(Stored items from a collection)

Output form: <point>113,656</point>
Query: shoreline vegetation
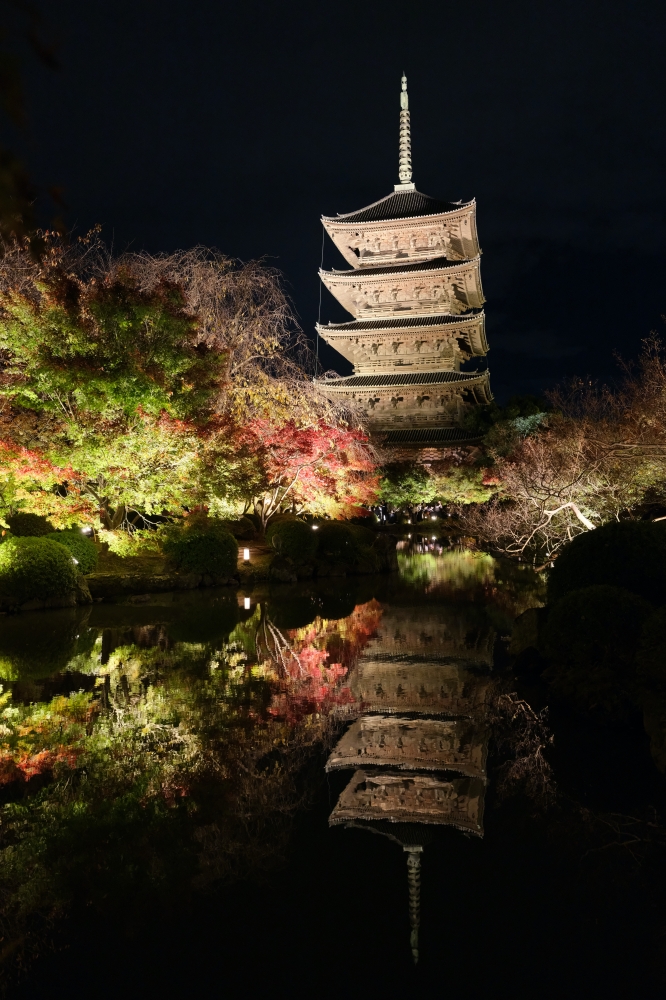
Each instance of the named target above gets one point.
<point>158,417</point>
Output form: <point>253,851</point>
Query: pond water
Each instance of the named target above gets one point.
<point>315,789</point>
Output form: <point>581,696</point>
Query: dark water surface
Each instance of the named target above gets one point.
<point>170,826</point>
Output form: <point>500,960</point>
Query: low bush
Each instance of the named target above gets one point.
<point>293,539</point>
<point>202,545</point>
<point>81,548</point>
<point>590,637</point>
<point>337,541</point>
<point>627,554</point>
<point>34,568</point>
<point>24,525</point>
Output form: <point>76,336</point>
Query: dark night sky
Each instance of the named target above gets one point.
<point>238,125</point>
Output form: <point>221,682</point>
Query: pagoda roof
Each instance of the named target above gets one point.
<point>401,324</point>
<point>399,205</point>
<point>436,264</point>
<point>402,378</point>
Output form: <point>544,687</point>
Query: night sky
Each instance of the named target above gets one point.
<point>237,125</point>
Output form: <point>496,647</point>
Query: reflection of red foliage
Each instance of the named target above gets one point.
<point>30,765</point>
<point>311,685</point>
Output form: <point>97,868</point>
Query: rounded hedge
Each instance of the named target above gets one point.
<point>293,539</point>
<point>337,541</point>
<point>203,545</point>
<point>81,548</point>
<point>627,554</point>
<point>590,637</point>
<point>243,528</point>
<point>24,525</point>
<point>35,568</point>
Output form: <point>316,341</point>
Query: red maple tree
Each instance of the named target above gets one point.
<point>328,469</point>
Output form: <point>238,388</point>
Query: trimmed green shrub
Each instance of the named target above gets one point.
<point>82,549</point>
<point>202,545</point>
<point>243,528</point>
<point>591,636</point>
<point>651,655</point>
<point>627,554</point>
<point>29,525</point>
<point>293,539</point>
<point>336,541</point>
<point>34,568</point>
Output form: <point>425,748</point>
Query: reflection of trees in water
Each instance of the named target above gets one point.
<point>184,765</point>
<point>511,587</point>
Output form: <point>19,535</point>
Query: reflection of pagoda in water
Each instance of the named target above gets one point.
<point>418,742</point>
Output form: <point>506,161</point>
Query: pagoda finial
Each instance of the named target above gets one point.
<point>405,163</point>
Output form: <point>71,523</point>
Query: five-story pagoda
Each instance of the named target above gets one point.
<point>415,296</point>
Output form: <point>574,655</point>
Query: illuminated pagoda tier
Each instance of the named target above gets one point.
<point>418,742</point>
<point>415,296</point>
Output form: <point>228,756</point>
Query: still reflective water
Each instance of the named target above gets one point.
<point>318,788</point>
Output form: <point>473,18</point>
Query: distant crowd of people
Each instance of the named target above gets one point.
<point>413,515</point>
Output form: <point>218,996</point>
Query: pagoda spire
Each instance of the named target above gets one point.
<point>405,160</point>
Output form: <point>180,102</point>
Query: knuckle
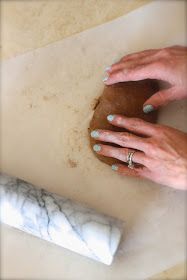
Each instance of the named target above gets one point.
<point>124,136</point>
<point>166,52</point>
<point>135,122</point>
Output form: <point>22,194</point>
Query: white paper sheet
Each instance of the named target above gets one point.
<point>47,98</point>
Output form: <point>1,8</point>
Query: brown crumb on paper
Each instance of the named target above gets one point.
<point>72,163</point>
<point>94,103</point>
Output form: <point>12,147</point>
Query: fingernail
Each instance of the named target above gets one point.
<point>107,68</point>
<point>110,118</point>
<point>148,108</point>
<point>105,79</point>
<point>97,148</point>
<point>94,134</point>
<point>114,167</point>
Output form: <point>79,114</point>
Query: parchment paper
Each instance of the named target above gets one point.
<point>47,102</point>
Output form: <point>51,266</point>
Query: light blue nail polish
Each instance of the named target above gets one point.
<point>97,148</point>
<point>110,118</point>
<point>94,134</point>
<point>107,68</point>
<point>105,79</point>
<point>114,167</point>
<point>148,108</point>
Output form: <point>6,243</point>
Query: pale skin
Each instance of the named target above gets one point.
<point>161,151</point>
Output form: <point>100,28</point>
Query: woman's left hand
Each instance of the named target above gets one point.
<point>161,152</point>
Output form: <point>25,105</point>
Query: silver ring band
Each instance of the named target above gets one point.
<point>129,159</point>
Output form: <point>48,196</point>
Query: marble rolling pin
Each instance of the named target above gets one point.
<point>58,220</point>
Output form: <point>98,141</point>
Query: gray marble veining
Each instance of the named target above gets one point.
<point>58,220</point>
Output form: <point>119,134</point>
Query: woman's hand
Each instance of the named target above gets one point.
<point>168,64</point>
<point>161,151</point>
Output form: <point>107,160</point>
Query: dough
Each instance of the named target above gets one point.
<point>123,98</point>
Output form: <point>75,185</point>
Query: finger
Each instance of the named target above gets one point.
<point>119,153</point>
<point>123,139</point>
<point>133,124</point>
<point>137,55</point>
<point>161,98</point>
<point>153,70</point>
<point>126,171</point>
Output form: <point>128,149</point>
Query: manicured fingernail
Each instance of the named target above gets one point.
<point>110,118</point>
<point>107,68</point>
<point>114,167</point>
<point>97,148</point>
<point>94,134</point>
<point>105,79</point>
<point>148,108</point>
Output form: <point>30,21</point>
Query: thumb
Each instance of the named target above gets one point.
<point>160,98</point>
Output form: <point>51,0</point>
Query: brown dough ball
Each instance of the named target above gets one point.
<point>123,98</point>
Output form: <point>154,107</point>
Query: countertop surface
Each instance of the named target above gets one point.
<point>24,26</point>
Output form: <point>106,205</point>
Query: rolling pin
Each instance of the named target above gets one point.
<point>58,220</point>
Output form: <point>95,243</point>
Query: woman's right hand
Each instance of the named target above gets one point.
<point>167,64</point>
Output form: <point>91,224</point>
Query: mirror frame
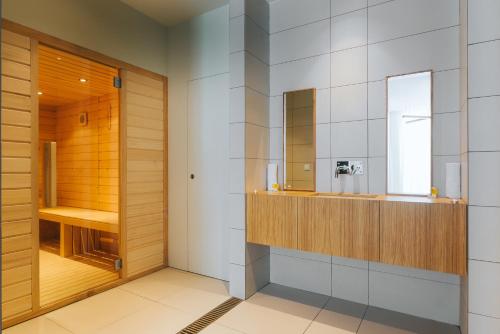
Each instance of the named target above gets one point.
<point>387,130</point>
<point>284,139</point>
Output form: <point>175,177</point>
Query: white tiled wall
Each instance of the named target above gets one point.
<point>249,137</point>
<point>345,49</point>
<point>483,166</point>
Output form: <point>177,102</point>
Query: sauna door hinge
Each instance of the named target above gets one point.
<point>118,264</point>
<point>117,82</point>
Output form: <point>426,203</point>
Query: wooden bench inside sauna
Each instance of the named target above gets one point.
<point>78,168</point>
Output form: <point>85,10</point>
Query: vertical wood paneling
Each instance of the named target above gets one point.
<point>88,156</point>
<point>143,174</point>
<point>19,187</point>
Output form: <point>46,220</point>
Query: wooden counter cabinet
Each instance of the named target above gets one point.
<point>272,220</point>
<point>422,235</point>
<point>339,226</point>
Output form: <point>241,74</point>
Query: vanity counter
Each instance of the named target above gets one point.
<point>420,232</point>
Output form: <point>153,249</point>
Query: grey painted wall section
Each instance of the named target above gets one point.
<point>108,27</point>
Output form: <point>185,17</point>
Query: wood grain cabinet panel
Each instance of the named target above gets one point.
<point>426,236</point>
<point>340,227</point>
<point>272,220</point>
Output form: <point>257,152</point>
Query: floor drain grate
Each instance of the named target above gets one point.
<point>203,322</point>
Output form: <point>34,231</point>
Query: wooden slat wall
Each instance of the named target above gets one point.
<point>88,156</point>
<point>144,169</point>
<point>18,175</point>
<point>47,132</point>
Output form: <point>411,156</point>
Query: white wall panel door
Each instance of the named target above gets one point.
<point>208,170</point>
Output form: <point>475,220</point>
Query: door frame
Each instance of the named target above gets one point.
<point>36,38</point>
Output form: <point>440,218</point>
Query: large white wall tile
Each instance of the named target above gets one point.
<point>237,69</point>
<point>237,34</point>
<point>237,140</point>
<point>276,143</point>
<point>256,40</point>
<point>323,175</point>
<point>407,17</point>
<point>479,324</point>
<point>446,134</point>
<point>276,111</point>
<point>484,290</point>
<point>237,176</point>
<point>349,30</point>
<point>377,99</point>
<point>484,123</point>
<point>236,211</point>
<point>446,91</point>
<point>256,141</point>
<point>350,283</point>
<point>484,69</point>
<point>349,67</point>
<point>323,106</point>
<point>256,74</point>
<point>349,103</point>
<point>439,171</point>
<point>484,179</point>
<point>293,13</point>
<point>256,107</point>
<point>483,23</point>
<point>237,105</point>
<point>377,135</point>
<point>259,12</point>
<point>344,6</point>
<point>484,229</point>
<point>255,174</point>
<point>349,139</point>
<point>323,141</point>
<point>302,274</point>
<point>301,74</point>
<point>422,298</point>
<point>377,175</point>
<point>301,42</point>
<point>437,50</point>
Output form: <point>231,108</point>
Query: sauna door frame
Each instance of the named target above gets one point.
<point>36,38</point>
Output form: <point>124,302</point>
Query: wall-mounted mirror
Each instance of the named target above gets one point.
<point>299,140</point>
<point>409,124</point>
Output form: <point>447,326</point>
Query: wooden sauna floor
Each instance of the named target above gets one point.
<point>62,278</point>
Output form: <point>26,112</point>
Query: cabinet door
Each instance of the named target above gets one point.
<point>340,227</point>
<point>403,233</point>
<point>272,220</point>
<point>355,229</point>
<point>427,236</point>
<point>314,219</point>
<point>447,239</point>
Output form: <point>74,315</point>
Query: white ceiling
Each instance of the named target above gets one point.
<point>171,12</point>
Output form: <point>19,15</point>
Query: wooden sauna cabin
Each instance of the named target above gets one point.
<point>84,172</point>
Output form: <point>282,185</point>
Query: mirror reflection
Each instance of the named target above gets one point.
<point>409,104</point>
<point>299,140</point>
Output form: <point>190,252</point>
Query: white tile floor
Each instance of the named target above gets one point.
<point>167,301</point>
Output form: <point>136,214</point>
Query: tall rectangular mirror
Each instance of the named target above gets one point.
<point>299,140</point>
<point>409,124</point>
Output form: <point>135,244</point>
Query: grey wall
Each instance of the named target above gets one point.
<point>109,27</point>
<point>198,50</point>
<point>482,109</point>
<point>345,49</point>
<point>249,137</point>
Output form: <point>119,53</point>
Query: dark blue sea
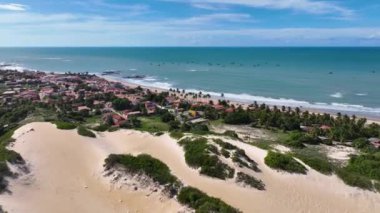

> _Brief_
Please reproduce the lines from the line with "Output form: <point>12,147</point>" to the line with "Output form: <point>107,160</point>", both ends included, exactly as they appear above.

> _Output below_
Output form: <point>12,147</point>
Query: fingernail
Each instance of the named target above gets one point.
<point>107,68</point>
<point>110,118</point>
<point>148,108</point>
<point>105,79</point>
<point>97,148</point>
<point>94,134</point>
<point>114,167</point>
Output form: <point>79,114</point>
Query: parchment paper
Each instance of the named target above gets one point.
<point>47,102</point>
Output form: <point>51,266</point>
Query: light blue nail polish
Each instance of the named target above gets one point.
<point>97,148</point>
<point>110,118</point>
<point>94,134</point>
<point>107,68</point>
<point>105,79</point>
<point>114,167</point>
<point>148,108</point>
Output form: <point>6,243</point>
Query: pale skin
Each instance of the named target above gets one point.
<point>161,151</point>
Output form: <point>100,28</point>
Query: woman's left hand
Each instance of the named target above gets one point.
<point>161,152</point>
Output form: <point>25,105</point>
Query: silver ring band
Each instance of the named target above gets one point.
<point>129,159</point>
Output form: <point>48,196</point>
Query: marble rolling pin
Each instance of the named target above gets one point.
<point>58,220</point>
Output form: <point>98,141</point>
Query: gray marble veining
Each instance of the named target above gets one point.
<point>58,220</point>
Output form: <point>119,134</point>
Query: woman's hand
Each instance of the named target above gets one point.
<point>168,64</point>
<point>161,151</point>
Output form: <point>107,160</point>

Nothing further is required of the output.